A block of data
━━━━━━━━━━━━━━━━
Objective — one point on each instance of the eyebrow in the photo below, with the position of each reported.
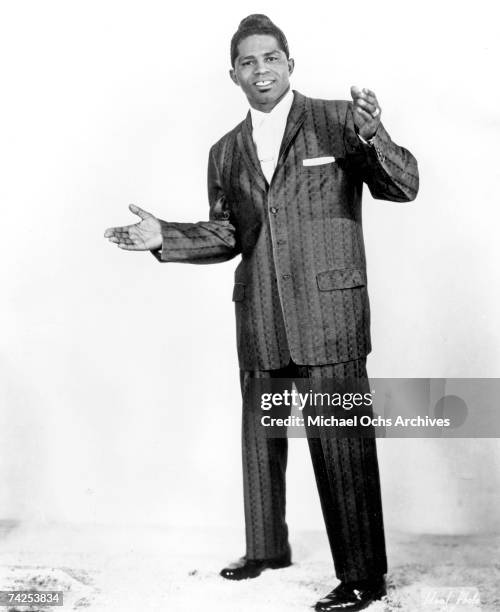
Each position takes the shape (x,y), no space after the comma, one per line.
(253,56)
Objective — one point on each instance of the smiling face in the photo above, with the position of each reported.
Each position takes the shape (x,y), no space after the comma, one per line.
(262,70)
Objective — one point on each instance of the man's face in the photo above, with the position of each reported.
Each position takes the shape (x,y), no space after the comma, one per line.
(262,70)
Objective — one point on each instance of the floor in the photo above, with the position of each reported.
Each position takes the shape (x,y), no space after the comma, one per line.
(156,568)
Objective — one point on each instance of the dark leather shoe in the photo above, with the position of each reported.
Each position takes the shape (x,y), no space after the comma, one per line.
(352,596)
(251,568)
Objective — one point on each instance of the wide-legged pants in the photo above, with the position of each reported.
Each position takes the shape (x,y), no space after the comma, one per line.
(347,478)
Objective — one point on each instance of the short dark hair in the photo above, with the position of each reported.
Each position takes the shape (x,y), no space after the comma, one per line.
(257,24)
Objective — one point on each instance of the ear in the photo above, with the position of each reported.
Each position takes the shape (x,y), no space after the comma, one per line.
(234,78)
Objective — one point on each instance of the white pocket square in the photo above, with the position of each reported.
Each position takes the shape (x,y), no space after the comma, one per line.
(318,161)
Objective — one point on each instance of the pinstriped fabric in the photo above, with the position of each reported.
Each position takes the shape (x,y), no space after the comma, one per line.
(347,477)
(293,233)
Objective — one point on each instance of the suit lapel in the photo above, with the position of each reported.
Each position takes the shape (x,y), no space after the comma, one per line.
(247,146)
(249,152)
(295,120)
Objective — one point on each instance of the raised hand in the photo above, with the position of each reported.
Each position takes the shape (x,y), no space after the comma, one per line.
(366,111)
(142,236)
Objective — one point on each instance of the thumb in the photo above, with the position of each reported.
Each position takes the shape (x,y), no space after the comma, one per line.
(355,91)
(143,214)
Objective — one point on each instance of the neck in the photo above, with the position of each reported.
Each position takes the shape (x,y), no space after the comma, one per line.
(267,107)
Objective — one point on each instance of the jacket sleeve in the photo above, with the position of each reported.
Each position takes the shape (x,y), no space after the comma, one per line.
(390,171)
(204,242)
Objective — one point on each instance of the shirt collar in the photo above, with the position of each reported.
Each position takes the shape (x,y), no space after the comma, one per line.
(280,111)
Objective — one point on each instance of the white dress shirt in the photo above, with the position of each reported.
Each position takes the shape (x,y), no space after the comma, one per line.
(267,132)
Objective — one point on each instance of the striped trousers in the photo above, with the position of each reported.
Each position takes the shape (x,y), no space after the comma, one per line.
(347,478)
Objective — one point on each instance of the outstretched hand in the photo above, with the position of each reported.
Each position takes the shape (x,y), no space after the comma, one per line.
(367,111)
(142,236)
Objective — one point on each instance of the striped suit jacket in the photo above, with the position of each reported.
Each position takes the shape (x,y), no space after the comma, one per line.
(300,289)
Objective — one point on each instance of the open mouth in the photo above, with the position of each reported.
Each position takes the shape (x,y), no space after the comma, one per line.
(263,84)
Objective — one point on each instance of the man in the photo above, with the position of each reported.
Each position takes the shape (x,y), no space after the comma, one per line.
(285,190)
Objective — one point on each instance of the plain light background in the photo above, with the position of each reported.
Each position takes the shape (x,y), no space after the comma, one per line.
(119,381)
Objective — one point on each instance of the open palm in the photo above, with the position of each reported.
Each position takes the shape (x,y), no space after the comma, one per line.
(142,236)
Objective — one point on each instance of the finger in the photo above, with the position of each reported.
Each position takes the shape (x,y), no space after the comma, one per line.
(371,97)
(355,92)
(143,214)
(364,114)
(131,247)
(367,106)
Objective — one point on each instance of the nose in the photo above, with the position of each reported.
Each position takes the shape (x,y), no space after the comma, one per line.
(260,67)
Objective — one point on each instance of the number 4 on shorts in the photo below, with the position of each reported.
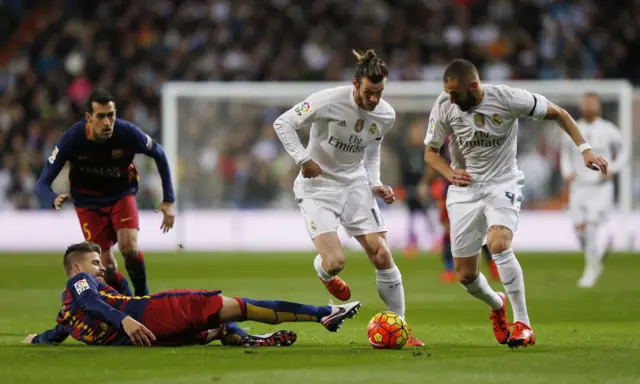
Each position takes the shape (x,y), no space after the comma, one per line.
(513,197)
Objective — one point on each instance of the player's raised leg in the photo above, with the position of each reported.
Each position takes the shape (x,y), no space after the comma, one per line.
(467,232)
(499,242)
(124,219)
(97,228)
(321,218)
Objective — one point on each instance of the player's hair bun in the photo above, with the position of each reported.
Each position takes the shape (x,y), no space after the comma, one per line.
(364,57)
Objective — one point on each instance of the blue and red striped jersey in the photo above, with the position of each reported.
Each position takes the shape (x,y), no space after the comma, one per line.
(92,313)
(102,172)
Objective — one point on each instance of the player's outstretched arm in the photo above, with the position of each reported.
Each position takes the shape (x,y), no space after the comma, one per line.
(52,169)
(620,149)
(569,125)
(52,336)
(301,116)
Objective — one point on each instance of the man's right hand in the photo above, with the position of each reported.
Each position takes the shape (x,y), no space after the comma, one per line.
(311,169)
(140,335)
(60,199)
(460,178)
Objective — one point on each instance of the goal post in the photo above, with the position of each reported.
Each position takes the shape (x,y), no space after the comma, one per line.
(405,97)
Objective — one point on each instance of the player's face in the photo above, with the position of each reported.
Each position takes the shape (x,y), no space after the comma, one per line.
(590,107)
(461,93)
(92,265)
(367,93)
(102,120)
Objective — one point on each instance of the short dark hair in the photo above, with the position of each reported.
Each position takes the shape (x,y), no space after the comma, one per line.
(99,96)
(460,69)
(592,94)
(370,66)
(73,252)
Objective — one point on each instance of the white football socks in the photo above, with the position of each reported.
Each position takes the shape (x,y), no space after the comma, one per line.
(592,251)
(317,263)
(581,239)
(390,289)
(513,282)
(480,289)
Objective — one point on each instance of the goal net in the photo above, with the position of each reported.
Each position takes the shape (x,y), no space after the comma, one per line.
(228,162)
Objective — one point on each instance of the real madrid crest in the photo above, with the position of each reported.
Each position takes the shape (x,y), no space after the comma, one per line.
(359,125)
(478,119)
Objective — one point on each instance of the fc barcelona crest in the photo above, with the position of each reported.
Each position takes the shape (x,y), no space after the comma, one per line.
(496,119)
(478,119)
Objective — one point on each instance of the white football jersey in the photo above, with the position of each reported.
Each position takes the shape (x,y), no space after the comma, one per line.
(484,138)
(344,140)
(605,140)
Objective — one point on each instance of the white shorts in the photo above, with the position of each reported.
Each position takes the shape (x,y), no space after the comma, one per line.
(472,210)
(590,203)
(354,207)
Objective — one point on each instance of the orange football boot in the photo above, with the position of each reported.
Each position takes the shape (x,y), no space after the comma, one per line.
(413,342)
(499,320)
(522,336)
(338,288)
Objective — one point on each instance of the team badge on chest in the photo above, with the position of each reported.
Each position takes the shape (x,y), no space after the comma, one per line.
(359,125)
(478,120)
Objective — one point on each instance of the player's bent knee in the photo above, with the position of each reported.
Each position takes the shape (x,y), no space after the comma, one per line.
(231,310)
(382,259)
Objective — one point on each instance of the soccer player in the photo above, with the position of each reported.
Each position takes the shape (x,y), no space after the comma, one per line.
(339,176)
(96,314)
(438,187)
(591,197)
(485,194)
(104,182)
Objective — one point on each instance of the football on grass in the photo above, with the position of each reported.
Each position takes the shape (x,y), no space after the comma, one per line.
(387,330)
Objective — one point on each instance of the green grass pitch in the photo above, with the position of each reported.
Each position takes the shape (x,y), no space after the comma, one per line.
(582,336)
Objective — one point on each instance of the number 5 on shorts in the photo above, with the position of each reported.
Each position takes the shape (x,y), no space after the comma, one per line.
(87,232)
(512,198)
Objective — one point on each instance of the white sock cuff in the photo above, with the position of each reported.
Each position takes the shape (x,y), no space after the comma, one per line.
(475,286)
(503,256)
(389,275)
(317,263)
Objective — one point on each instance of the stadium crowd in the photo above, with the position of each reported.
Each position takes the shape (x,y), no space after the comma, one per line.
(132,48)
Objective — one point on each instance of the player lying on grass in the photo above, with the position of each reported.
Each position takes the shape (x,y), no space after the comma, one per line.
(96,314)
(103,182)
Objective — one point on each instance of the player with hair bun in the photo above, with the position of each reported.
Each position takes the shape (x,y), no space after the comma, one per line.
(339,177)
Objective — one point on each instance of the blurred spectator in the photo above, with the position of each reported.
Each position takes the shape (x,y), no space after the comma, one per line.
(229,154)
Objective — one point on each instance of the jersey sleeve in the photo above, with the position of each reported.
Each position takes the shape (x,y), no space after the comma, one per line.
(144,144)
(526,104)
(84,289)
(54,164)
(437,130)
(52,336)
(301,115)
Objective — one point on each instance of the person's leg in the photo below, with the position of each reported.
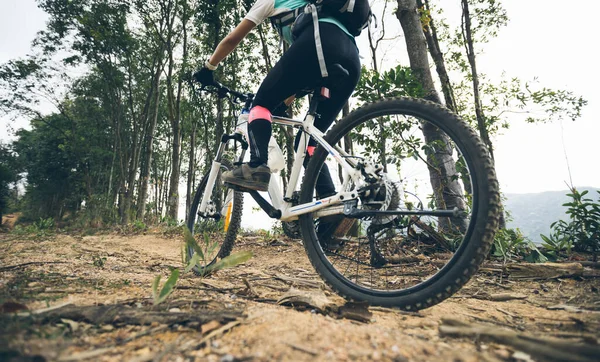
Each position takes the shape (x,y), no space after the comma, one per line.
(297,69)
(338,49)
(293,72)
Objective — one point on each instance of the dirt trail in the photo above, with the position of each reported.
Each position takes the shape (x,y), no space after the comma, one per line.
(111,269)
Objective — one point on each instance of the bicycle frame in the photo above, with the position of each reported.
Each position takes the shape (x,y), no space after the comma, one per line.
(288,212)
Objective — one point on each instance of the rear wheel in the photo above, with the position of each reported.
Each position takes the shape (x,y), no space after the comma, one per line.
(215,232)
(428,160)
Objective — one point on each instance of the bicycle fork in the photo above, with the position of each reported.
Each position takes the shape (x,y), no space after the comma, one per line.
(216,166)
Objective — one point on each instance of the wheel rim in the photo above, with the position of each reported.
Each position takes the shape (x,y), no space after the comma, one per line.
(407,266)
(213,235)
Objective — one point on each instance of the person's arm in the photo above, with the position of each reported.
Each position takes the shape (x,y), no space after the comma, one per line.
(231,41)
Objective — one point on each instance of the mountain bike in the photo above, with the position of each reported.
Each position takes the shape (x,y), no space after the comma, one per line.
(414,215)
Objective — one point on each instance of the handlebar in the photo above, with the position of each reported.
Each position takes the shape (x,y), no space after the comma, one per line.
(221,90)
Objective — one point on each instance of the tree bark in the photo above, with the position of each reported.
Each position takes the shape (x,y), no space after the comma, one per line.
(438,58)
(448,193)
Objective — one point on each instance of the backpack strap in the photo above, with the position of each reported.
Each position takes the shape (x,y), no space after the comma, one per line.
(311,8)
(284,19)
(287,18)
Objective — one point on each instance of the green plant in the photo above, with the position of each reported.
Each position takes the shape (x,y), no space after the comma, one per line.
(167,289)
(139,226)
(510,244)
(199,260)
(581,232)
(41,229)
(98,261)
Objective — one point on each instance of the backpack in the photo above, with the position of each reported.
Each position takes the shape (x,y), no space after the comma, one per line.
(355,15)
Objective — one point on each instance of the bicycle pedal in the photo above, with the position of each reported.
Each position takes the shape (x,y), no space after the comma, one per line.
(237,187)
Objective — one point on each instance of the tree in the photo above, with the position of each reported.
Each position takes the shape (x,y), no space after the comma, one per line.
(448,191)
(9,175)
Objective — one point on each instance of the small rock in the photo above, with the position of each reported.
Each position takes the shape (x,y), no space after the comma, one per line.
(227,358)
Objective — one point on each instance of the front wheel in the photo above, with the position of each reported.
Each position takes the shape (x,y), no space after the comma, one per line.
(427,159)
(215,232)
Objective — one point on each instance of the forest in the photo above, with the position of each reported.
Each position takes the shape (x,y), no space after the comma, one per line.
(115,164)
(128,130)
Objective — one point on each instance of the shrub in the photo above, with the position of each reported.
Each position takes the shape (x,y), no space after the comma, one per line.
(581,232)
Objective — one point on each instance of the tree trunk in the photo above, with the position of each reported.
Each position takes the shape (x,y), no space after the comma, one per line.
(148,144)
(448,193)
(481,118)
(438,58)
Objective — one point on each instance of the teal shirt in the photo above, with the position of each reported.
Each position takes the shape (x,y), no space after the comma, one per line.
(294,4)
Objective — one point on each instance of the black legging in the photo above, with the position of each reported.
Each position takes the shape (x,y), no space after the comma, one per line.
(298,69)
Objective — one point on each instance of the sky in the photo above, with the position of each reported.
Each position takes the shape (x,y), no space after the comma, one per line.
(544,38)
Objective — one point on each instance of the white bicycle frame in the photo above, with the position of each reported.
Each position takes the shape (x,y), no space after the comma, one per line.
(322,207)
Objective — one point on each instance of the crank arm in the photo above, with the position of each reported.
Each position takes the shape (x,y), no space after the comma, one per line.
(350,210)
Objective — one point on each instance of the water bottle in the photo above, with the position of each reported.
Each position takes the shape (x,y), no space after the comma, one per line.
(276,160)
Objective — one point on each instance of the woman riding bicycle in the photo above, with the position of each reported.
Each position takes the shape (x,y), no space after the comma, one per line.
(298,69)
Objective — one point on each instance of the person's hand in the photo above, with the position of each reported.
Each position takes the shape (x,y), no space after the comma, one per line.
(205,76)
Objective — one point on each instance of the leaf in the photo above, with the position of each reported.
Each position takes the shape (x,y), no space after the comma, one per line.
(155,287)
(230,261)
(168,287)
(190,242)
(193,261)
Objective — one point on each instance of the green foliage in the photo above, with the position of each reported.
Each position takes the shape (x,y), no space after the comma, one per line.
(581,232)
(167,288)
(39,230)
(199,260)
(98,261)
(396,82)
(9,175)
(510,244)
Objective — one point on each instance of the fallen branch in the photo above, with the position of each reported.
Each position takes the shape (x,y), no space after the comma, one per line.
(531,271)
(540,347)
(499,297)
(17,266)
(299,281)
(119,314)
(302,349)
(431,232)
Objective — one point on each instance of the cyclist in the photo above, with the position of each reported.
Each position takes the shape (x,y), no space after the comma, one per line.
(298,68)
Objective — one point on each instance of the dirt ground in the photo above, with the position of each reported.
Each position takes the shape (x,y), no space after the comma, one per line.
(119,269)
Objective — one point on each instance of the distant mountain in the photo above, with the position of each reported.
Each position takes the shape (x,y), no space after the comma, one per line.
(534,213)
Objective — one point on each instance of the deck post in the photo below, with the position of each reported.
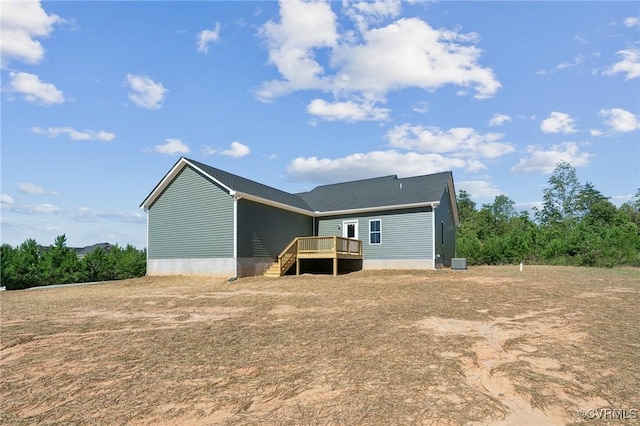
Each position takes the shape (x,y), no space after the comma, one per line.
(335,256)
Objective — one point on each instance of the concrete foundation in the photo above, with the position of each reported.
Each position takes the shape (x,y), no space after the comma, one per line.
(373,264)
(205,266)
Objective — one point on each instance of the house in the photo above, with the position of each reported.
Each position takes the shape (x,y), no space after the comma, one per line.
(203,220)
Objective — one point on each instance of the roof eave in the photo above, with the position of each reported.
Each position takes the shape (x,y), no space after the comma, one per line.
(170,176)
(271,203)
(378,208)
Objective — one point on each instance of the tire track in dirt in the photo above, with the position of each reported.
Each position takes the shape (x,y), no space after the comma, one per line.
(504,342)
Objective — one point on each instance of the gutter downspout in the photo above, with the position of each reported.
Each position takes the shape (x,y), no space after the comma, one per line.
(235,233)
(147,212)
(433,234)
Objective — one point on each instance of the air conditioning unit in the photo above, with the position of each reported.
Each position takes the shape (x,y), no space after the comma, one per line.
(459,264)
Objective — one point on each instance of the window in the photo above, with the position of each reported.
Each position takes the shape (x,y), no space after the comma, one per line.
(375,231)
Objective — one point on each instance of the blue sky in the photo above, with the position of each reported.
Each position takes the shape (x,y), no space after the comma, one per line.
(100,99)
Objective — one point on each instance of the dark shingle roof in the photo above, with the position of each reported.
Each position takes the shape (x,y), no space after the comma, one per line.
(378,192)
(248,186)
(373,193)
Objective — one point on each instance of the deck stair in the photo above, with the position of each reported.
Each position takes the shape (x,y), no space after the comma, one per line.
(332,247)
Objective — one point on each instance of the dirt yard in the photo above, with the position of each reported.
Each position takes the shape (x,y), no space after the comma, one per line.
(487,346)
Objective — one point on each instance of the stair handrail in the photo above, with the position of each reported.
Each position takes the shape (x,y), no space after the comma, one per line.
(292,250)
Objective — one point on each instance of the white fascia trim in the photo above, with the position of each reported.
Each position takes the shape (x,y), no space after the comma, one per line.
(432,204)
(271,203)
(169,178)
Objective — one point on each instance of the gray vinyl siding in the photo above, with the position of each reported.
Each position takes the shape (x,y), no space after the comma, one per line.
(445,230)
(406,234)
(192,218)
(264,231)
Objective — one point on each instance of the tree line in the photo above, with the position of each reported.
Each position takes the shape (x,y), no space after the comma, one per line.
(28,265)
(576,225)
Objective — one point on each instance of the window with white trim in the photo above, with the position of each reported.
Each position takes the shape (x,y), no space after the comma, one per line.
(375,231)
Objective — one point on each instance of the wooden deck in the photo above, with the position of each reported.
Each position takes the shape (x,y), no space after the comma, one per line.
(318,248)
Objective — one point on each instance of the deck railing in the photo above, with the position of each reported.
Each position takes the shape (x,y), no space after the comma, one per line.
(332,247)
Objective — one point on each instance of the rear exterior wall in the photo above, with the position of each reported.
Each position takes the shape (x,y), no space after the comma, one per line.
(190,228)
(406,237)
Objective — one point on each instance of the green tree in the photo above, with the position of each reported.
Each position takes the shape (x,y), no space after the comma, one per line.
(60,263)
(98,266)
(28,265)
(8,265)
(129,262)
(560,198)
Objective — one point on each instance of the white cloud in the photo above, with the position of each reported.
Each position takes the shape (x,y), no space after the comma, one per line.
(499,120)
(34,90)
(6,199)
(207,150)
(33,189)
(21,23)
(461,141)
(620,120)
(631,21)
(629,65)
(78,214)
(421,107)
(347,111)
(545,161)
(172,146)
(145,92)
(410,53)
(558,122)
(205,37)
(367,65)
(576,61)
(303,26)
(76,135)
(237,150)
(371,164)
(366,13)
(479,189)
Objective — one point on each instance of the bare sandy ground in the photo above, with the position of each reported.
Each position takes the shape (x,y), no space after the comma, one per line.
(487,346)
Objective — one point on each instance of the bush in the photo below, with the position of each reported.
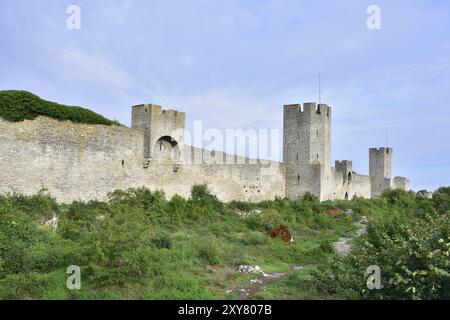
━━━━━━━━━━━━━━━━
→ GIVEN TASK: Locate every line in the data above that holds the string "goal", and copy each of those lines out. Case counts.

→ THE RESPONSE:
Objective — one point on each instance of the goal post in the photo above, with the position of each reported.
Objective — one point on each instance of the goal net in the photo above, with the position of each reported.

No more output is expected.